_WHAT YOU HAVE TO DO_
Copy the Beckington Castle text starting at the words "Edward Milles Nelson" and stopping after "Hamilton of Epsom.", and swap "Coldstream Guards" out for "Grenadier Guards".

:: SELECTED EXTRACT

Several local merchants owned the building in the 18th century including Christopher Brewer, Samuel Love, and Nathaniel Mortimer. In the 1780s, Beckington Castle came into the hands of the Chislett family who owned it until 1870. It wasn't until 1839, that the name 'Castle House' was applied to the building. This later evolved into 'The Castle' and later 'Beckington Castle'. In 1870 George Esdaile bought the Castle for £450, the next owner was Colonel Augustus Hill who held it from 1896 until 1901.

Edward Milles Nelson was owner from 1902 to 1926. He was President of the Royal Microscopical Society and author of 'The Cult of Circle Builders'. It was then the home of Captain John Hamilton of the Coldstream Guards, who later became the 3rd Baron Hamilton of Dalzell, and in 1942 it was the birthplace of his second son the politician Archie Hamilton, Baron Hamilton of Epsom.

It has also served as a hotel, and an antiques showroom. From 1945 to 1970, the Ravenscroft School occupied the building. In February, 1966, a fire began in the Castle's boiler room and some of the interior was destroyed. Ravenscroft closed for a week, then continued to operate in its outbuildings while the extensive damage was made good.

The building is reputedly haunted and it may have been the first building in England which was described in an advertisement for sale as being more desirable because it was haunted.

==Current use==
In 1989, the Castle, which was in poor condition, and grounds were purchased by Systems Engineering & Assessment Ltd (SEA), which provides technical and procurement support to the Ministry of Defence. Between 1995 and 1996 Beckington Castle was restored by SEA as their headquarters, in co-operation with Mendip Council and English Heritage.

==Architecture==
The three-storey building has three tall gables with copings and finials along the front with two similar gables on each side. The three-storey projection next to the entrance porch contains a wooden spiral staircase.

::::
:: THE DATA

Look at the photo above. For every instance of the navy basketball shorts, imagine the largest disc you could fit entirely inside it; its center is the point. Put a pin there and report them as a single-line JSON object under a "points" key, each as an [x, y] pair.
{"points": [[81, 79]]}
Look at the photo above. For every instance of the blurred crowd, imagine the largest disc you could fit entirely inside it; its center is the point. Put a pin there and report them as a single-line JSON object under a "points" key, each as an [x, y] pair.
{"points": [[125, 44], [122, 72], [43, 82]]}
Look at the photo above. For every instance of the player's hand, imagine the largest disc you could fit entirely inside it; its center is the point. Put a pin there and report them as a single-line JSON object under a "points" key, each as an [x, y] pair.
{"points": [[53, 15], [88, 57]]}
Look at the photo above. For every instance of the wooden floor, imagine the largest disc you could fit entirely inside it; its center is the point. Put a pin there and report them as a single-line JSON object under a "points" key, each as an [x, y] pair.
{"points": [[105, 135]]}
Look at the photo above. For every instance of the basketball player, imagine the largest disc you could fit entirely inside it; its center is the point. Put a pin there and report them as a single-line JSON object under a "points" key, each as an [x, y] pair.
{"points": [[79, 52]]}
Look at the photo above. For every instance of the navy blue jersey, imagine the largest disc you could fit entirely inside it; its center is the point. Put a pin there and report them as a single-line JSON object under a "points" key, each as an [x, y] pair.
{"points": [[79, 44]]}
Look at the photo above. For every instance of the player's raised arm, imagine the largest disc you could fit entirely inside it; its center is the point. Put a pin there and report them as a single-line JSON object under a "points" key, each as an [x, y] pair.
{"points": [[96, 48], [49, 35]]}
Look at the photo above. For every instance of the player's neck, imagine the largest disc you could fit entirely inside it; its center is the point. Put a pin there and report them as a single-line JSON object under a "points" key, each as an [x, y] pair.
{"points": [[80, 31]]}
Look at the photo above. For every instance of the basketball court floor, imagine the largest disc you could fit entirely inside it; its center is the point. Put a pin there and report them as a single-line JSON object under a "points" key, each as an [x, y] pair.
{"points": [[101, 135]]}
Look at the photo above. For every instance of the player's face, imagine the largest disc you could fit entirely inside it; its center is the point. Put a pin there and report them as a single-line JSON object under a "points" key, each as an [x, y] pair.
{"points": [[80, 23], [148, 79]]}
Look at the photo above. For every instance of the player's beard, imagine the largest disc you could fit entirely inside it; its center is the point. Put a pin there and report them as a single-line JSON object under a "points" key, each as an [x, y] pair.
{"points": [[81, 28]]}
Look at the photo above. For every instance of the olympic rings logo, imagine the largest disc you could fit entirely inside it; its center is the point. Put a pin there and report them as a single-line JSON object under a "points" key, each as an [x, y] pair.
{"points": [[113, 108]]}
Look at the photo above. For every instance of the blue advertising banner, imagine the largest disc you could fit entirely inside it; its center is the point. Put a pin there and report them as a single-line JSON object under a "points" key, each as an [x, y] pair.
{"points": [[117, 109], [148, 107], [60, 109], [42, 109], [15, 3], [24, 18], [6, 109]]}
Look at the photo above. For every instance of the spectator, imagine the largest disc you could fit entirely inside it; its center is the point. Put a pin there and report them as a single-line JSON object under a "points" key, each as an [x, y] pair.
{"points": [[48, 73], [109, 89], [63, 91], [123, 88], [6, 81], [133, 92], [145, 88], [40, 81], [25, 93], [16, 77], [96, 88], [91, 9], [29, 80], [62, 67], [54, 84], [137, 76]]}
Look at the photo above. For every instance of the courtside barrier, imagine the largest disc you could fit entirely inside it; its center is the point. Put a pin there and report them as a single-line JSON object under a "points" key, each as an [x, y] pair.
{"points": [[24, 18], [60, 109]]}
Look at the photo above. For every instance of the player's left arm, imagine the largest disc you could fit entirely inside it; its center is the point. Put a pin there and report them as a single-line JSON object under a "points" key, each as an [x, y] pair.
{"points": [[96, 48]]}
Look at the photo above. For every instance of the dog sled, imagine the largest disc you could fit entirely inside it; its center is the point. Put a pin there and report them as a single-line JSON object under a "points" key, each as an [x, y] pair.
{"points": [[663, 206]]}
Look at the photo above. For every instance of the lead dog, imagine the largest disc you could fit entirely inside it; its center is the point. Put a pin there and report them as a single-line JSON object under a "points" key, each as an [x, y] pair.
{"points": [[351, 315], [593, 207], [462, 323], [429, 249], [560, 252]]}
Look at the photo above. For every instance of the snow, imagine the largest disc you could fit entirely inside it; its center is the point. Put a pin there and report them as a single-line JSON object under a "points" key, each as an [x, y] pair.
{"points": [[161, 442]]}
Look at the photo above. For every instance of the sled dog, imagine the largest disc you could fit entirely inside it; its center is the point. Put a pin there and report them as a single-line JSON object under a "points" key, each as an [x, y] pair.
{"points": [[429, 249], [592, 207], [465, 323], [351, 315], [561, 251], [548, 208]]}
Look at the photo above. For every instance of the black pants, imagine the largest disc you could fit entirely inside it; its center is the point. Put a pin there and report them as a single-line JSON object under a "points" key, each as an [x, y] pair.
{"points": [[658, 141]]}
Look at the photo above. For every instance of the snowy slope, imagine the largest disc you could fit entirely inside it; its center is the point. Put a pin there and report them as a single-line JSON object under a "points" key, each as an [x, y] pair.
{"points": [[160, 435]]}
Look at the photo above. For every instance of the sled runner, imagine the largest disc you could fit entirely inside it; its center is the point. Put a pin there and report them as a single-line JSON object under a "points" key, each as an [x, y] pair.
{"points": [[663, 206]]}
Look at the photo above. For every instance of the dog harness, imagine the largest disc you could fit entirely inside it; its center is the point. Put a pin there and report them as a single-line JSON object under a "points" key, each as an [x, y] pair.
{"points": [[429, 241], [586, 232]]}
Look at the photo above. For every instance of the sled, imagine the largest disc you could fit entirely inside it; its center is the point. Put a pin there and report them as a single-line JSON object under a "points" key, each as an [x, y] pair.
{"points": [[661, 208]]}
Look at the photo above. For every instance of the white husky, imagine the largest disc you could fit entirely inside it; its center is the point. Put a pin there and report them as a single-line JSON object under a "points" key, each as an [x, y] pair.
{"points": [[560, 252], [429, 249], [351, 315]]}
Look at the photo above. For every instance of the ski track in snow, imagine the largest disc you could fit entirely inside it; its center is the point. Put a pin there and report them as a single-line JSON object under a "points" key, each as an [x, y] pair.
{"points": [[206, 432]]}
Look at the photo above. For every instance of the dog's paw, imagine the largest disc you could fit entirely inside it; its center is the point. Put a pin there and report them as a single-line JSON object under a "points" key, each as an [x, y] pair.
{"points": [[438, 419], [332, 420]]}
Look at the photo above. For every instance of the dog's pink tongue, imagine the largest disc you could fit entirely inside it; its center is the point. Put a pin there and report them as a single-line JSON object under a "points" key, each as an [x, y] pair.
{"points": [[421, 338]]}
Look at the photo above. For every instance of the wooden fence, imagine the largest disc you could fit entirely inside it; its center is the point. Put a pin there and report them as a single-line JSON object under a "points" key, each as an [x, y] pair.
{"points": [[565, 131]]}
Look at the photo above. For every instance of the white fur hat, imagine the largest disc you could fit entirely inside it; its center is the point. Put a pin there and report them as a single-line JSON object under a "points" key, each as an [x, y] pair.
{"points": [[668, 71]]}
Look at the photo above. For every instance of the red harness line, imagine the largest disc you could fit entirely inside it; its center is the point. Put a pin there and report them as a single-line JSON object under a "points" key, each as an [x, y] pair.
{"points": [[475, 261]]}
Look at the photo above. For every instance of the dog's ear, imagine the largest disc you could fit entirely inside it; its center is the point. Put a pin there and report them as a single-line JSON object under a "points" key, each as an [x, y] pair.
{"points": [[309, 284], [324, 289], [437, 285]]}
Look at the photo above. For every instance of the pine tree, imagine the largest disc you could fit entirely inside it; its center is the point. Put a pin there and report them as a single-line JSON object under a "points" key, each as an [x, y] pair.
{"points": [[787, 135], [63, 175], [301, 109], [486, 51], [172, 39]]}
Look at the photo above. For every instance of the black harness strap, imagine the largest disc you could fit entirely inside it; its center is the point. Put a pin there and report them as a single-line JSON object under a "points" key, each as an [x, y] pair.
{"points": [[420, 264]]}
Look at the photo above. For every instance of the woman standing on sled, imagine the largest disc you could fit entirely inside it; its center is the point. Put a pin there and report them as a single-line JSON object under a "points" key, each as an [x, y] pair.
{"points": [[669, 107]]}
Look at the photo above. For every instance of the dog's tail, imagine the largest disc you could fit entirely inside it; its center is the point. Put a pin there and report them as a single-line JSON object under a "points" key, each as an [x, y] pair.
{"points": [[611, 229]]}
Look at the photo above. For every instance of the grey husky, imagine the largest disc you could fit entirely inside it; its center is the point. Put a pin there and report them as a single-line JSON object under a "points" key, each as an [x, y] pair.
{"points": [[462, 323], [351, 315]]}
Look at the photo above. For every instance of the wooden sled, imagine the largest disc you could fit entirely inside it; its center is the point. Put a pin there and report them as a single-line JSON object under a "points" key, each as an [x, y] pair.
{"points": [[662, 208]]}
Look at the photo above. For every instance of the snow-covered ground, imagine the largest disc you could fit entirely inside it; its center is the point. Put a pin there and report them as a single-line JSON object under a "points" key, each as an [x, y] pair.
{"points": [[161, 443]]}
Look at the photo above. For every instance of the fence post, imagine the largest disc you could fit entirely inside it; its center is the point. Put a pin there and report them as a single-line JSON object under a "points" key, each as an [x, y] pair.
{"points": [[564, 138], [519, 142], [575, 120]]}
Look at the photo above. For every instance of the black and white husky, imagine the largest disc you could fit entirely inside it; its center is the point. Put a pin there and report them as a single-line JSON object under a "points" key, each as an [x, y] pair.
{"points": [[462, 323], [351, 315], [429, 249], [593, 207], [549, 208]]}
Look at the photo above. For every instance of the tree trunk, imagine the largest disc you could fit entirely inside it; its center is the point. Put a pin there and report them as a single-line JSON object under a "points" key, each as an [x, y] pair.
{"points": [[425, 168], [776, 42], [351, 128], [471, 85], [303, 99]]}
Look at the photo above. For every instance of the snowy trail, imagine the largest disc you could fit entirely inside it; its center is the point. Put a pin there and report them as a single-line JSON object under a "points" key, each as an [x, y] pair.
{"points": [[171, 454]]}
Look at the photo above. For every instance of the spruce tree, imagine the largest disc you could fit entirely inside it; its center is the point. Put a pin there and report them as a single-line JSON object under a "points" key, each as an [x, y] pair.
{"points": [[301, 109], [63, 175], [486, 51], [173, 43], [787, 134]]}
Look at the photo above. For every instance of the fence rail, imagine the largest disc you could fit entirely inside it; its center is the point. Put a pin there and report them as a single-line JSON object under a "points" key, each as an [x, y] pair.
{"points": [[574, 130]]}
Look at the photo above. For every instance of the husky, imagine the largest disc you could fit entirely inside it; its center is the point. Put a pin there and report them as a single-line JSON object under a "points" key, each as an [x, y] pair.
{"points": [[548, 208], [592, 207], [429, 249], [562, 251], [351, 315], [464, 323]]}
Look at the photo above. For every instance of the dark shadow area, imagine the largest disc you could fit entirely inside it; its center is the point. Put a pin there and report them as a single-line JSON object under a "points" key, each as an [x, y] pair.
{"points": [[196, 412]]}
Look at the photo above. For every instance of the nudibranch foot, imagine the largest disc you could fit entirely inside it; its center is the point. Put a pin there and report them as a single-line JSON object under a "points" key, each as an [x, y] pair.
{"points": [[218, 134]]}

::::

_ANSWER_
Edward Milles Nelson was owner from 1902 to 1926. He was President of the Royal Microscopical Society and author of 'The Cult of Circle Builders'. It was then the home of Captain John Hamilton of the Grenadier Guards, who later became the 3rd Baron Hamilton of Dalzell, and in 1942 it was the birthplace of his second son the politician Archie Hamilton, Baron Hamilton of Epsom.